- [What you will do]: Repeat precisely, and only, the lines between the line containing "TARGET = ceiling air vent" and the end of the listing below, both ends included.

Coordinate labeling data
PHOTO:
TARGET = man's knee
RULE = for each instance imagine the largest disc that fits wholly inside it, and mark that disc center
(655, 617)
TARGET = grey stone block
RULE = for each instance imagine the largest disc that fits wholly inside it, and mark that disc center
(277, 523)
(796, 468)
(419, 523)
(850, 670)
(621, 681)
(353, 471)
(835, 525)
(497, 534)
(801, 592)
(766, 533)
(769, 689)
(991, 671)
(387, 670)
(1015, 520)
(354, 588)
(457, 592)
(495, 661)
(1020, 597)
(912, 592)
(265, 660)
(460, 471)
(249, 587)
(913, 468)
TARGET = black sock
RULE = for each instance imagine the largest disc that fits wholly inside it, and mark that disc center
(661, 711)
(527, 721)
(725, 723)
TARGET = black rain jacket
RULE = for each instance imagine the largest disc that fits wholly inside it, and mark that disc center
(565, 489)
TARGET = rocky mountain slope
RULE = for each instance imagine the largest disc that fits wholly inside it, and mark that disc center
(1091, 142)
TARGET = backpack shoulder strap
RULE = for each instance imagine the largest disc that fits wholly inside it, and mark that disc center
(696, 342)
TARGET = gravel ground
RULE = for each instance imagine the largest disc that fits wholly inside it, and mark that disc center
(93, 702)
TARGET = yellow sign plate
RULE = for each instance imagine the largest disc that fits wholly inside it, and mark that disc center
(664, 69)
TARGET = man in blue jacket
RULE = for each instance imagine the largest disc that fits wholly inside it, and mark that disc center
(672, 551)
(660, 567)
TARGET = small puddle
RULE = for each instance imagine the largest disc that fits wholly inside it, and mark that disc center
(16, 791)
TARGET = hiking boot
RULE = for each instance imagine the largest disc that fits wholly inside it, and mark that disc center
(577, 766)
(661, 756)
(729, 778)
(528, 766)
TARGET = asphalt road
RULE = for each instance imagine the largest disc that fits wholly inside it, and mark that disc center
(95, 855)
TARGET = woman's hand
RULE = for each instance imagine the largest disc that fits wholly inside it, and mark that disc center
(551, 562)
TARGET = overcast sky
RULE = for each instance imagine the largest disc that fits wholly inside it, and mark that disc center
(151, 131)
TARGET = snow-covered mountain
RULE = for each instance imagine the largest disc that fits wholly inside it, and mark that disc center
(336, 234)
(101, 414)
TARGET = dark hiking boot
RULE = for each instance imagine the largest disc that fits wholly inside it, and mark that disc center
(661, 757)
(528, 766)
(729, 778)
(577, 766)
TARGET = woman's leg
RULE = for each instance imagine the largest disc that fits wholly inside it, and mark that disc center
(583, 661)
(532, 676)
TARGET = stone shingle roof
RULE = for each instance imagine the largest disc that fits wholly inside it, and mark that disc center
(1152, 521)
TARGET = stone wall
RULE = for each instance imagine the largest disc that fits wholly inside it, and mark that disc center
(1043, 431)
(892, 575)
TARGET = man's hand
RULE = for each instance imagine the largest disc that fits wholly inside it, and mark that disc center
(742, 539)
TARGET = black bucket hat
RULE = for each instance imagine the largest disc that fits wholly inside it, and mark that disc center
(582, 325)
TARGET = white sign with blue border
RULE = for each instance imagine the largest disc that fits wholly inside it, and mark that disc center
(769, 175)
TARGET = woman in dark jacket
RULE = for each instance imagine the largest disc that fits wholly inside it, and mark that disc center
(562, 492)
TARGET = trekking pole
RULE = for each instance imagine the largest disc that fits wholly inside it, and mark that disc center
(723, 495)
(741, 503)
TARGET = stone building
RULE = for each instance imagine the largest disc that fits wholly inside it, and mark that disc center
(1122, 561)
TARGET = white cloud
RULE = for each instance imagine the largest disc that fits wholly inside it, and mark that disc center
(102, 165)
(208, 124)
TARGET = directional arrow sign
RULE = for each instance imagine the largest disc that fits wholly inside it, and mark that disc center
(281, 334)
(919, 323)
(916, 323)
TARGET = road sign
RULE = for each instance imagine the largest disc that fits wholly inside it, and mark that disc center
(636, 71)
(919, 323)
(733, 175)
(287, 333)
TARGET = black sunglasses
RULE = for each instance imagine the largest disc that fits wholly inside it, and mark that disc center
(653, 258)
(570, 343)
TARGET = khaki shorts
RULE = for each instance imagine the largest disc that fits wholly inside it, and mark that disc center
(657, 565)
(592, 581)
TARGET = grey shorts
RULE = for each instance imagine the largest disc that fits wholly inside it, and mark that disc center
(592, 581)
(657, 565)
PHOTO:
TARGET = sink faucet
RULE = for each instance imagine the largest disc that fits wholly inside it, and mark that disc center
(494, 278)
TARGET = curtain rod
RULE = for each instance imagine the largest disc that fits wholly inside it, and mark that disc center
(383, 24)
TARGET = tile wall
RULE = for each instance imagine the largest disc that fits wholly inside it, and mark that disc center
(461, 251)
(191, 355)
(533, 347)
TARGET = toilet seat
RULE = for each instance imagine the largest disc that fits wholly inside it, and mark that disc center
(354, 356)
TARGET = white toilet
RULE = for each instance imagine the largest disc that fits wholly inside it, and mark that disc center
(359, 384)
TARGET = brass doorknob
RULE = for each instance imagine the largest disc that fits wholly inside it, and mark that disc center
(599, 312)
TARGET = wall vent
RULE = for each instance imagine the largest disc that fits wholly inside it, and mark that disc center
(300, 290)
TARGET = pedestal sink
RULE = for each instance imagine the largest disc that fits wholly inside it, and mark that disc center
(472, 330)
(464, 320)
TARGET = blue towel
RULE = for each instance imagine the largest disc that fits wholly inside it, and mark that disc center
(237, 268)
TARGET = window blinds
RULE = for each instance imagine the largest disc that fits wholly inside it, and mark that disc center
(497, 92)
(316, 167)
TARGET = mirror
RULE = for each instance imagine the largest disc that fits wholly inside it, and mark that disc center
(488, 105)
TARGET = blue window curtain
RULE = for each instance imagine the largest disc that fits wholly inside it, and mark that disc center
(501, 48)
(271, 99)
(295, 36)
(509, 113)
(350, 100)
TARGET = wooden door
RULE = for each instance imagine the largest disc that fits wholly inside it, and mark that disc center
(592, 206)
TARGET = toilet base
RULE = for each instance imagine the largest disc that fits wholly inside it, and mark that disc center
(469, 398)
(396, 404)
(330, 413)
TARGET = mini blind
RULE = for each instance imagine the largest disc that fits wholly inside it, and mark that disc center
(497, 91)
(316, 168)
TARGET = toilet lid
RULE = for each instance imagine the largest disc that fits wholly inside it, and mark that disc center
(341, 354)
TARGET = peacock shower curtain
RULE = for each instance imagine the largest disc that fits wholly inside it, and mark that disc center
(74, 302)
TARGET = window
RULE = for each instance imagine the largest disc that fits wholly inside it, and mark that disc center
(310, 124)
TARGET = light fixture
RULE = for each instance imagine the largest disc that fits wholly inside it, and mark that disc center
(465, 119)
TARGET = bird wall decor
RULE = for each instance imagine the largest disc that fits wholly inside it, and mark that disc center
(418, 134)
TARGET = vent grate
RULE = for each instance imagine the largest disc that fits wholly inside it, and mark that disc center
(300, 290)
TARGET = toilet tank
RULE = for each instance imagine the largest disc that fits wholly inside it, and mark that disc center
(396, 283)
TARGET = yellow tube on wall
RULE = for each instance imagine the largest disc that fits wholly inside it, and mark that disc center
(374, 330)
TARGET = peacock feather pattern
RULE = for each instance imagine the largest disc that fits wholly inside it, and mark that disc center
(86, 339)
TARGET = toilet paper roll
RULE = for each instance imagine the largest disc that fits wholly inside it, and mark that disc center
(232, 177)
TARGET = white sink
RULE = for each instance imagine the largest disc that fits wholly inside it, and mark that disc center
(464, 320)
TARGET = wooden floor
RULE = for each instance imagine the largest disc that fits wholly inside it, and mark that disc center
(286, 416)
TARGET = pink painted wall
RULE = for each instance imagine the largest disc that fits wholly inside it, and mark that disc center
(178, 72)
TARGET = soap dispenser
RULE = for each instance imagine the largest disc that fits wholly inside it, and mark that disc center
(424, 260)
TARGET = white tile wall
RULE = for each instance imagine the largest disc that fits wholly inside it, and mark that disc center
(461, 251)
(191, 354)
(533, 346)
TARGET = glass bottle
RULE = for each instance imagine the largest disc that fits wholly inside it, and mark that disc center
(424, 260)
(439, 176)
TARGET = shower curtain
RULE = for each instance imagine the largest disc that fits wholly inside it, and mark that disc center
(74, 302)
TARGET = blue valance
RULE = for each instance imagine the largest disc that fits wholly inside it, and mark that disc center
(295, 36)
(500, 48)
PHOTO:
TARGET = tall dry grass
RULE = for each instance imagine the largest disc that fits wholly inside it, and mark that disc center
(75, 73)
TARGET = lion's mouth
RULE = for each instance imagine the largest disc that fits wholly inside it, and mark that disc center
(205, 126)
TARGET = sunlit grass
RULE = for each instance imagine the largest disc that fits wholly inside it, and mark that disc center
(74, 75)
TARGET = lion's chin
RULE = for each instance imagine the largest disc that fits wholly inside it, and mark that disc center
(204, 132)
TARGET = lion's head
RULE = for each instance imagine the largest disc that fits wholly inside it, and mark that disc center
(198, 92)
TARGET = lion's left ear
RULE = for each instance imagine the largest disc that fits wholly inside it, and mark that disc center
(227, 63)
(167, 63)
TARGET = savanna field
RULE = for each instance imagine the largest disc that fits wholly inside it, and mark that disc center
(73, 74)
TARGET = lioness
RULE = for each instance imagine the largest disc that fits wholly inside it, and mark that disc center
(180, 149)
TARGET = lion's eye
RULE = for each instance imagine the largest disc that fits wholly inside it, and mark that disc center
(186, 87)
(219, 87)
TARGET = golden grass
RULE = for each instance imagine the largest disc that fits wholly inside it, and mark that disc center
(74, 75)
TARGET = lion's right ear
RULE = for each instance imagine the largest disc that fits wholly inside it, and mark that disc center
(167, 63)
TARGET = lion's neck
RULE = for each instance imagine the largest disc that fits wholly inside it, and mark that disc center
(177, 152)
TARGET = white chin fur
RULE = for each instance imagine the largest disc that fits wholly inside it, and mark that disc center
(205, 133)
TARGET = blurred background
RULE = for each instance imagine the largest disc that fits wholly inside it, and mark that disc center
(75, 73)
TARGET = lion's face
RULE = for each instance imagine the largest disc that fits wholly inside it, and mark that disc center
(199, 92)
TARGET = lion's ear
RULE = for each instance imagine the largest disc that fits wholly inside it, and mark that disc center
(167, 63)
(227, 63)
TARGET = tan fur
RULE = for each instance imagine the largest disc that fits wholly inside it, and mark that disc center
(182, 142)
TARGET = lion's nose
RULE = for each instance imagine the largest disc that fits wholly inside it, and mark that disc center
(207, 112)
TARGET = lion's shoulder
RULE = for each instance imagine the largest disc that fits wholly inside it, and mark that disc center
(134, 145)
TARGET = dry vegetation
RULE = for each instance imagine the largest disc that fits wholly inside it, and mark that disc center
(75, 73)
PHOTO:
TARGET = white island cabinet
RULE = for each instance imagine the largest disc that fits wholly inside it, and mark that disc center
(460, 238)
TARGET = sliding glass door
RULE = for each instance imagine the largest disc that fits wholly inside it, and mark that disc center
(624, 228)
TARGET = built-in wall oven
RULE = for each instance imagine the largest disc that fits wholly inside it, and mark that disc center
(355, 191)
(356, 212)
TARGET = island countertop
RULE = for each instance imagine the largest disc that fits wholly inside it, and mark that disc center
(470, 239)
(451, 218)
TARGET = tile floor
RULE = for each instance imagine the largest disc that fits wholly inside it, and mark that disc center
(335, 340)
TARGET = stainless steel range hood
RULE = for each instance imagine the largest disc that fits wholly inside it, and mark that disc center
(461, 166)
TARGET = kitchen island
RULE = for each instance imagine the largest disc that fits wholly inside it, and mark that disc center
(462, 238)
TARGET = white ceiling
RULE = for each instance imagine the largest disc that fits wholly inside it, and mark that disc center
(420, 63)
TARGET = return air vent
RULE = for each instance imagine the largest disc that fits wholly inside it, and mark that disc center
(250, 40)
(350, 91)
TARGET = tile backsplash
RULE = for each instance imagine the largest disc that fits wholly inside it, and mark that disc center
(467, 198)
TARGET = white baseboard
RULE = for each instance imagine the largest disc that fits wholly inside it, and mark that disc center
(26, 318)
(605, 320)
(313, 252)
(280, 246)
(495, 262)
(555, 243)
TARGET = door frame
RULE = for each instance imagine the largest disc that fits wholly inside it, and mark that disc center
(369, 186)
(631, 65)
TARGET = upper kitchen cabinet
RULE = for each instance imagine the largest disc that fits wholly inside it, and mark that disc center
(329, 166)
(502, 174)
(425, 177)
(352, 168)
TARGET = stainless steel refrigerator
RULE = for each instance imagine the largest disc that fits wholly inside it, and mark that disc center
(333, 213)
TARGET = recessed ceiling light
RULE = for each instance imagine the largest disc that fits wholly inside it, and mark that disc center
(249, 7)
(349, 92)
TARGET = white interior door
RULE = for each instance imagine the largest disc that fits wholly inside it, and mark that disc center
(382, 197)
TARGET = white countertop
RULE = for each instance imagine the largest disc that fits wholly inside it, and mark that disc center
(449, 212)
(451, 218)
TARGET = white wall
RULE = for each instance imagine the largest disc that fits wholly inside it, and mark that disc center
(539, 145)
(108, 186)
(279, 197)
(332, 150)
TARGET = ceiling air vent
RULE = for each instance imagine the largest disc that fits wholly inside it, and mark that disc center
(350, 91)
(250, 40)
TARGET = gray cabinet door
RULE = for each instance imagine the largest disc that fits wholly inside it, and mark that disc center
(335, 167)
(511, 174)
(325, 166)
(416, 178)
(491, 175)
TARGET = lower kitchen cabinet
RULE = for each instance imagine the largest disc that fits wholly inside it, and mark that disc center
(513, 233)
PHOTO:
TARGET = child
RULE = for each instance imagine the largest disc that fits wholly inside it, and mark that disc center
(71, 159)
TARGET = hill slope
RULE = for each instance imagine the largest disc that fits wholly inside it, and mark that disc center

- [The completed task]:
TARGET = ceiling air vent
RULE = for each instance imagine the largest disc that fits wholly inside it, and mark that disc center
(350, 91)
(250, 40)
TARGET = gray cabinet door
RULE = for each instance imagine the largest disc that fits wholly inside it, and mark that disc center
(335, 167)
(511, 174)
(325, 166)
(416, 178)
(491, 175)
TARGET = lower kitchen cabinet
RULE = for each instance imagine the largest disc that fits wholly inside it, and mark that disc center
(513, 233)
PHOTO:
TARGET = child
RULE = for each instance imagine the largest disc that fits wholly inside it, and mark that disc center
(71, 159)
TARGET = hill slope
RULE = for each instance imagine the largest disc that fits wholly inside it, and mark that disc center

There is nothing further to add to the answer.